◆ ENTRIES SHOWN:
▽

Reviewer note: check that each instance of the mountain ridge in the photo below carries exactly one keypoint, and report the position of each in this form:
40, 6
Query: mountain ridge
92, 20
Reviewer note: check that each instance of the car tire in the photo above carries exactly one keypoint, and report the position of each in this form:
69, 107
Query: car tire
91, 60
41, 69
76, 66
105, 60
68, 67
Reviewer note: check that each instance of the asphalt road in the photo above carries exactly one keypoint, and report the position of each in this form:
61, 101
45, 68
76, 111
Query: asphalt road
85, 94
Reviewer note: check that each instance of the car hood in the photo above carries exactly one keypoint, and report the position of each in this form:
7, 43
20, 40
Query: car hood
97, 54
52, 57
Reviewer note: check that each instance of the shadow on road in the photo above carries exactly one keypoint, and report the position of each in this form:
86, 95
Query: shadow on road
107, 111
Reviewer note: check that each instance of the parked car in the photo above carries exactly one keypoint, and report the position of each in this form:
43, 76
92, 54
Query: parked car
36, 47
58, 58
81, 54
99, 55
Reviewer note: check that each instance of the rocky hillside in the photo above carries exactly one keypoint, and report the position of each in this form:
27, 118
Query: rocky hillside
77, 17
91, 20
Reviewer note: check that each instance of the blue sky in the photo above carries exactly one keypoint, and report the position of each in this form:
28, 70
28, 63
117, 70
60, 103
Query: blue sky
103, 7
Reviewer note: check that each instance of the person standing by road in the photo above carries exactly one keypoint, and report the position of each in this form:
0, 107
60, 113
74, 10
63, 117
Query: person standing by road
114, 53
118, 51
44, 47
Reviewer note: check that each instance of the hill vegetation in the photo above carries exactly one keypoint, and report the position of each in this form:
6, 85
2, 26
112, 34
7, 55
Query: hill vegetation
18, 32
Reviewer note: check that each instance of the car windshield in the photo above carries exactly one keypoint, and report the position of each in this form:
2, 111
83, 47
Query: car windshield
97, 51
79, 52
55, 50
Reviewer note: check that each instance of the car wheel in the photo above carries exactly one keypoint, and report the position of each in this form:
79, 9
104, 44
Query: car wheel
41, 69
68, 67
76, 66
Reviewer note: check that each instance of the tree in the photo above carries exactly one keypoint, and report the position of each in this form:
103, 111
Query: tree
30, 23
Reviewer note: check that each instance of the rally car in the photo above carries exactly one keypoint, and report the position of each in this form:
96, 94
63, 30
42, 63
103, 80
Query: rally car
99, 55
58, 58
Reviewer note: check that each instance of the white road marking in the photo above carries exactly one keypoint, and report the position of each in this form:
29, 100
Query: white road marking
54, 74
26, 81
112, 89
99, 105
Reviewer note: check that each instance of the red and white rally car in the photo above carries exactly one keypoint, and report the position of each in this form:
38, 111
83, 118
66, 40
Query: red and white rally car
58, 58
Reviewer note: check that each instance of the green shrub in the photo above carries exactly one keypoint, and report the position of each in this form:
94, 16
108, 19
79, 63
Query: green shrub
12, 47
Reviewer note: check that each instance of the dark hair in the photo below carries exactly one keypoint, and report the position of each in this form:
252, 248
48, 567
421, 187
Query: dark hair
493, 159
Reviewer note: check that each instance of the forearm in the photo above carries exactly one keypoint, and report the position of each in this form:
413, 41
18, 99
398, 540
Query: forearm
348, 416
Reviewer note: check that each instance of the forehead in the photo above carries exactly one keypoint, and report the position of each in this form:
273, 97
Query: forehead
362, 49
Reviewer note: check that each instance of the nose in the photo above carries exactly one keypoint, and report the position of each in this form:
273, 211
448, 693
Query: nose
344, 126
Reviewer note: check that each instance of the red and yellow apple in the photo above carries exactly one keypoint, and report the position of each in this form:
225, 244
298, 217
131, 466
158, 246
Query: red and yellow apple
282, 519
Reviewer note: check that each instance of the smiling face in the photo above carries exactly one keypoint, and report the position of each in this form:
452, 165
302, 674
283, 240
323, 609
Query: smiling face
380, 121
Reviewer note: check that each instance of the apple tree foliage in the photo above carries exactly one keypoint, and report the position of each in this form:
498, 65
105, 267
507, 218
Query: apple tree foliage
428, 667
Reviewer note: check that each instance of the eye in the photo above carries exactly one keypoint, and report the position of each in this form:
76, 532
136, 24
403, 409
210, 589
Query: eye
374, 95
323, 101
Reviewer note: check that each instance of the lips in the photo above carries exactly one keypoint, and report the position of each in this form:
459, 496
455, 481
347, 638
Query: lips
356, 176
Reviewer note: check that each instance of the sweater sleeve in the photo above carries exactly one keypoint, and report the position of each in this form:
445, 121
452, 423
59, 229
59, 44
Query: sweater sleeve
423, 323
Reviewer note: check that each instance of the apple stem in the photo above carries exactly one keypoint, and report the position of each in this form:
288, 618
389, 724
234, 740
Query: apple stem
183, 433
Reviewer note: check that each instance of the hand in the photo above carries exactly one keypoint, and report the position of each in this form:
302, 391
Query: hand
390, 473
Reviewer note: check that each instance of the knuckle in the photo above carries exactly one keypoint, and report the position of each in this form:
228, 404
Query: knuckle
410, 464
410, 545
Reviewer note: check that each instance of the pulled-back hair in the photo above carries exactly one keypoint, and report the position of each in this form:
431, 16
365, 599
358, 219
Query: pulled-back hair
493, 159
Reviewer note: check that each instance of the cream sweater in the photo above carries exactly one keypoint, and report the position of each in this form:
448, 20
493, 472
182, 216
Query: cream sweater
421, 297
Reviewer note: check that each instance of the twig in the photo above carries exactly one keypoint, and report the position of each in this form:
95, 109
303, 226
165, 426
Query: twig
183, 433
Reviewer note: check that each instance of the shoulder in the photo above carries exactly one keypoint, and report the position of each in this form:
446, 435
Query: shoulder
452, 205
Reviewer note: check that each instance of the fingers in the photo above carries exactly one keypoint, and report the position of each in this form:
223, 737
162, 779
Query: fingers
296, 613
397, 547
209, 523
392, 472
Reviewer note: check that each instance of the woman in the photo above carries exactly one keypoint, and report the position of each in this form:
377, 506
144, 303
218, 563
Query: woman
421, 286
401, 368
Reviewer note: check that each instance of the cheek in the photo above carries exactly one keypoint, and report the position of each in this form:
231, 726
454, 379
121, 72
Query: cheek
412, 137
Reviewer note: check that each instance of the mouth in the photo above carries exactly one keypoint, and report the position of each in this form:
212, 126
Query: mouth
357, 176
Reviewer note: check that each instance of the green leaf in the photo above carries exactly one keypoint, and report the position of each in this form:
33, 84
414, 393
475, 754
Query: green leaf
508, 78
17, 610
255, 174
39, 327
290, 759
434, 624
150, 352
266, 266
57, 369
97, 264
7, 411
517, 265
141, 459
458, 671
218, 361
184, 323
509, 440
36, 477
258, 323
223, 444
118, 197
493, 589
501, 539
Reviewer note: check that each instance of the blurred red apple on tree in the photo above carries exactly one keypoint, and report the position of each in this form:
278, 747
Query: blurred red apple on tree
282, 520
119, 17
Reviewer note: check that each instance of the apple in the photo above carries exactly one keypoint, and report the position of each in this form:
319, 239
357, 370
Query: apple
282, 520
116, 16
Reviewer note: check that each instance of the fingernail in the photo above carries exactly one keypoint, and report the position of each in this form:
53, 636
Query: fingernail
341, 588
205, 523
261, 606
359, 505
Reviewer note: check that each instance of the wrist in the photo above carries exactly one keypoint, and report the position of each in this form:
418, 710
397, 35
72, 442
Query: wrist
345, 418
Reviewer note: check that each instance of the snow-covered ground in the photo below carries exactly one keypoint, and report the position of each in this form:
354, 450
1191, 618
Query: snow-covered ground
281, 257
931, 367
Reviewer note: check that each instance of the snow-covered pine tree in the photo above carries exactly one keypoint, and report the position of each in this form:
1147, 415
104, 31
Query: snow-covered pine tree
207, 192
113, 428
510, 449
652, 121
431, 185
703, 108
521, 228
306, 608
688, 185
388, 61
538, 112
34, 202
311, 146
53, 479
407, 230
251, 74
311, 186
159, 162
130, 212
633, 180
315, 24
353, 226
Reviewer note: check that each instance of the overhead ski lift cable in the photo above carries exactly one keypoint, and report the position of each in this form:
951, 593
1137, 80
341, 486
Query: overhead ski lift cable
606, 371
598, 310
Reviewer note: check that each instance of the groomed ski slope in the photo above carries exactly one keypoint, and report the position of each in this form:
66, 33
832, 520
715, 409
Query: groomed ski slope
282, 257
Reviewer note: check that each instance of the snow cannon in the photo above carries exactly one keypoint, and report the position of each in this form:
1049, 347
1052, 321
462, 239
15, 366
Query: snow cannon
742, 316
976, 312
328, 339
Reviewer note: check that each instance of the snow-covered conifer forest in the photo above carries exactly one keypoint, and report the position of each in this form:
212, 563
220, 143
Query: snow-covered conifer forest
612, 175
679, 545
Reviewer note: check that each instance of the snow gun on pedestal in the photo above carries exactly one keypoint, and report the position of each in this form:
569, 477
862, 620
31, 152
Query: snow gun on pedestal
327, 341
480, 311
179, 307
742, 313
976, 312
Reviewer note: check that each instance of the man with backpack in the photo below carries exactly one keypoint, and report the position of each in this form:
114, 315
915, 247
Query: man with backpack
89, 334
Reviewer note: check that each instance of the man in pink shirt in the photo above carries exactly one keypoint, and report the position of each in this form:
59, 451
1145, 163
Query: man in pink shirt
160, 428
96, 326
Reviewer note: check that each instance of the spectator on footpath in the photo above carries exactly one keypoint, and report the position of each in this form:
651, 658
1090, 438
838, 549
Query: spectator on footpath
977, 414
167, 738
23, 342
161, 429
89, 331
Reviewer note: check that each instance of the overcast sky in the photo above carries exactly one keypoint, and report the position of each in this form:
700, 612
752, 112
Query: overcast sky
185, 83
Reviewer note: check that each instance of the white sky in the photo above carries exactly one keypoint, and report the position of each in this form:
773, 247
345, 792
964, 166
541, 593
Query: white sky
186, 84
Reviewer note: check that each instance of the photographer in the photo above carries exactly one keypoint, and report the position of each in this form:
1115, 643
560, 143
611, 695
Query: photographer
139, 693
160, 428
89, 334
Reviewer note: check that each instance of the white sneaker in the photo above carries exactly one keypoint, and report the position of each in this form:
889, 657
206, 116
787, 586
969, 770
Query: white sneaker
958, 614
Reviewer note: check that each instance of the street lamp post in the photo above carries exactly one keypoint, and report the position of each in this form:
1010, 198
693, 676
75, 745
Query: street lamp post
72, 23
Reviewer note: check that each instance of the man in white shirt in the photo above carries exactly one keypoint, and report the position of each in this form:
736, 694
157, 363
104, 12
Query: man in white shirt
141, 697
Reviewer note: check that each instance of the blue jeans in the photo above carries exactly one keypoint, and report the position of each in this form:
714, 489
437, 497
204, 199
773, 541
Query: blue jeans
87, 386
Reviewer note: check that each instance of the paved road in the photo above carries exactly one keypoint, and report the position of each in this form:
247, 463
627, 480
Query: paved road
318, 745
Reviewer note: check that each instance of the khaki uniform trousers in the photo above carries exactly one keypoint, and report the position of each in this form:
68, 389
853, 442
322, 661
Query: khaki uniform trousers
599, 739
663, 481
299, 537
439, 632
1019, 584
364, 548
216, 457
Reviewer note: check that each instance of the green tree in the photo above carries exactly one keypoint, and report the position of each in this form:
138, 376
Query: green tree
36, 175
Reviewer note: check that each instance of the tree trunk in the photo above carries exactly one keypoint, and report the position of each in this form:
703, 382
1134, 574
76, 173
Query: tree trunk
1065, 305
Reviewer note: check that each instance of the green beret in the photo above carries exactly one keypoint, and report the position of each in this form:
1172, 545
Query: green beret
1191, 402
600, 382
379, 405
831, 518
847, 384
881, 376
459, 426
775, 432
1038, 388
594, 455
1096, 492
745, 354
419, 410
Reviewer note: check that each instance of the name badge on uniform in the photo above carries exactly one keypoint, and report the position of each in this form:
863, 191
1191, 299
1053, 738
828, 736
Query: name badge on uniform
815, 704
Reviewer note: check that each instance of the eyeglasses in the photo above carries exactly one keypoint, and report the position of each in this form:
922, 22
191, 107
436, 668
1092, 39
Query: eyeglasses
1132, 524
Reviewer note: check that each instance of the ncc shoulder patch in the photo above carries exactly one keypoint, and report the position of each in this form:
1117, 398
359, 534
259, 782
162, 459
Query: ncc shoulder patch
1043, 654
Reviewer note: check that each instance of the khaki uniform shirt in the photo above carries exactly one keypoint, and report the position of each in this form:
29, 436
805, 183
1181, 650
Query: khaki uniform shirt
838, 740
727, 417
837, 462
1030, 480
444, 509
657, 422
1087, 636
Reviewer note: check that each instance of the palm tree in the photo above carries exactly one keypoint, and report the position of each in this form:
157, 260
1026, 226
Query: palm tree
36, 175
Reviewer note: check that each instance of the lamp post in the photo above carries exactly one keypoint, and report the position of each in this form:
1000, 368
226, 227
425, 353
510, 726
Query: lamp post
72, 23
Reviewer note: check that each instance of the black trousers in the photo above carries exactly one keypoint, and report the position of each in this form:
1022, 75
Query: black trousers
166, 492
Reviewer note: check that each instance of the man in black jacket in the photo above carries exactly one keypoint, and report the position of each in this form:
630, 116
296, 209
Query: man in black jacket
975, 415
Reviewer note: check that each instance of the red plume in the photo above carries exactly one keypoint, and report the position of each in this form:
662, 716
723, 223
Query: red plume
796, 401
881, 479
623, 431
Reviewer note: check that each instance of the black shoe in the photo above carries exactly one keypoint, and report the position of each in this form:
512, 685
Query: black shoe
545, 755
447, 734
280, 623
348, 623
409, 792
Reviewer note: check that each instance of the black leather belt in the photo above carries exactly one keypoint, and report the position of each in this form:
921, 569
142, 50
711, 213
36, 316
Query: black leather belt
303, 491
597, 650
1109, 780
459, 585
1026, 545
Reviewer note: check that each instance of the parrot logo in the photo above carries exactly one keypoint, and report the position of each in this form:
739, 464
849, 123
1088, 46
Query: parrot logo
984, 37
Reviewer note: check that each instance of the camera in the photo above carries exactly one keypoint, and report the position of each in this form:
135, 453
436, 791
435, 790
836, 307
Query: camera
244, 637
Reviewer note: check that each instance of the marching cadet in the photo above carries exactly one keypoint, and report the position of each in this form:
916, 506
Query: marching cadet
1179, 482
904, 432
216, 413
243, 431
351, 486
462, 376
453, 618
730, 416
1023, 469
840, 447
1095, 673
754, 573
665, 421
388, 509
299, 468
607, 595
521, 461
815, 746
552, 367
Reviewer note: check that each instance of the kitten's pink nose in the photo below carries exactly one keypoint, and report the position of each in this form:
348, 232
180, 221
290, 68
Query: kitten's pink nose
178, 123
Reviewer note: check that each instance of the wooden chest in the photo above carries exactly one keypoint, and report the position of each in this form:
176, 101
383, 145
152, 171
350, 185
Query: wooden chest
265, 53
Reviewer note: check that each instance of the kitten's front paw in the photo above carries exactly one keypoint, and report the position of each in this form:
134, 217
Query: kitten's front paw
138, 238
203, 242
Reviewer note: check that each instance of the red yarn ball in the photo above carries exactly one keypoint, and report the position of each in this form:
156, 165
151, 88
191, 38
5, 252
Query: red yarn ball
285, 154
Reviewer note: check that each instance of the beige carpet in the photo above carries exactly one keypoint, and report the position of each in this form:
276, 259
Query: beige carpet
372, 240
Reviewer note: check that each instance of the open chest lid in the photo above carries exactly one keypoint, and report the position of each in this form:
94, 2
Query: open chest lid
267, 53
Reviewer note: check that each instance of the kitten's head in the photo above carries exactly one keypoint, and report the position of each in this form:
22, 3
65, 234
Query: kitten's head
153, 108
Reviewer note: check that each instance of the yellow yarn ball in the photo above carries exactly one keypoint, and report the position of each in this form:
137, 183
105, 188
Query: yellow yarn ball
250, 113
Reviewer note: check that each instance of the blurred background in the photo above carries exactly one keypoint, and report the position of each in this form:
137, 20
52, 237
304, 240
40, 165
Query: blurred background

△

◆ DESCRIPTION OF THE TASK:
Nothing outside the span should appear: transcribe the lines from the one containing "Reviewer note: check that each instance of the beige" through the last line of the records.

◆ OUTPUT OF THE TASK:
Reviewer note: check that each instance of the beige carpet in the photo above carries exactly one keypoint, and report the position of each in this form:
276, 259
Query: beige carpet
372, 240
Reviewer note: check that each instance of the open chest lid in the photo above carries exactly one keypoint, and report the position of each in this form:
94, 2
Query: open chest lid
267, 53
Reviewer note: check that each instance of the kitten's head in the photo above carries exactly one keypoint, and report the position of each in this form:
22, 3
65, 234
Query: kitten's head
153, 108
Reviewer note: check that each instance of the yellow yarn ball in the photo above carries exactly one keypoint, and report the position of each in this form:
137, 183
105, 188
Query: yellow yarn ball
250, 113
Reviewer note: check that each instance of the blurred background in the photo above carries exactly one keypoint, and report the position of each in this form:
137, 20
52, 237
304, 240
40, 165
Query: blurred background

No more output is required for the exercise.